OBJECTIVE: Can you quote every one of the records below word for word, leaving the pictures out?

Entries from an annotation dataset:

###

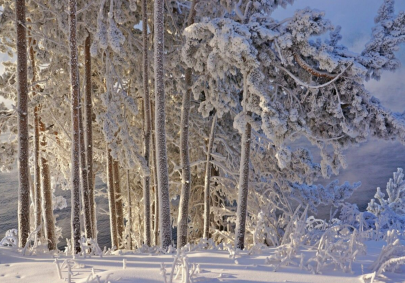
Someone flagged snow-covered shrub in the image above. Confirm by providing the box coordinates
[367,168,405,233]
[370,230,405,276]
[0,229,18,247]
[339,203,376,240]
[306,224,366,273]
[160,249,200,283]
[265,206,308,271]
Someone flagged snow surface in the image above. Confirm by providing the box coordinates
[0,241,405,283]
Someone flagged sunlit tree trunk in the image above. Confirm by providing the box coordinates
[203,114,217,239]
[235,73,252,250]
[177,0,196,248]
[113,161,124,247]
[69,0,80,254]
[107,146,118,248]
[154,0,172,249]
[84,33,97,239]
[28,29,42,240]
[142,0,151,246]
[39,121,57,250]
[150,103,159,246]
[79,103,93,241]
[127,170,132,250]
[16,0,30,247]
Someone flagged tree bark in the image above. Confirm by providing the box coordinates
[127,170,132,250]
[107,146,118,249]
[69,0,80,254]
[142,0,151,246]
[39,121,57,250]
[235,74,252,250]
[150,102,159,246]
[79,102,93,241]
[16,0,30,247]
[113,161,124,247]
[203,114,217,239]
[154,0,172,249]
[84,33,97,240]
[28,28,43,240]
[177,0,196,248]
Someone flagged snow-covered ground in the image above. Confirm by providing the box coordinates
[0,241,405,283]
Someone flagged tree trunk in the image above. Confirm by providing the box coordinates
[84,33,97,240]
[79,102,93,241]
[107,146,118,249]
[16,0,30,247]
[39,121,57,250]
[69,0,80,254]
[235,74,252,250]
[150,103,159,246]
[142,0,151,246]
[177,0,196,248]
[127,170,132,250]
[154,0,172,249]
[28,28,43,240]
[113,161,124,248]
[203,114,217,239]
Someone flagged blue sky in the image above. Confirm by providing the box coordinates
[0,0,405,215]
[273,0,405,213]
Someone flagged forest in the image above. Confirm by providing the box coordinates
[0,0,405,283]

###

EXPECTED OUTPUT:
Someone flagged snow-covered shrub in the image above. Confirm by providing the box coordinates
[367,168,405,233]
[370,230,405,276]
[0,229,18,247]
[339,203,376,240]
[306,224,366,273]
[160,249,200,283]
[265,206,308,271]
Someone flagged snow surface in the image above. Confirm by providing the box coordinates
[0,241,405,283]
Someone flagged sunlit tree trunk in the image above. Confirm by providing the box coordinates
[203,114,217,239]
[235,73,252,250]
[177,0,196,248]
[113,161,124,247]
[69,0,80,254]
[107,146,118,248]
[154,0,172,249]
[84,33,97,239]
[28,29,42,240]
[142,0,151,246]
[39,121,57,250]
[150,103,159,246]
[79,103,93,241]
[127,170,132,250]
[16,0,30,247]
Someone flagged tree bark in the image above. Confirm by providing the box coordinates
[127,170,132,250]
[107,146,118,249]
[69,0,80,254]
[142,0,151,246]
[39,121,57,250]
[235,74,252,250]
[150,102,159,246]
[79,102,93,241]
[16,0,30,247]
[113,161,124,247]
[203,114,217,239]
[154,0,172,249]
[84,33,97,240]
[28,28,43,240]
[177,0,196,248]
Someone flagged snow-covered ground in the image above. Confirm by providing the box coordinates
[0,241,405,283]
Someone flagged tree trunk in the image above. Confirm by providing the box coordinates
[84,33,97,240]
[79,102,93,241]
[107,146,118,249]
[16,0,30,247]
[39,121,57,250]
[69,0,80,254]
[235,74,252,250]
[150,103,159,246]
[142,0,151,246]
[177,0,196,248]
[127,170,132,250]
[154,0,172,249]
[28,28,43,240]
[113,161,124,248]
[203,114,217,239]
Someone flagged blue sky in the image above. Confirm by providing the box coordinates
[0,0,405,215]
[273,0,405,213]
Someone flagged forest in the image above. Confirm by providing the box coordinates
[0,0,405,283]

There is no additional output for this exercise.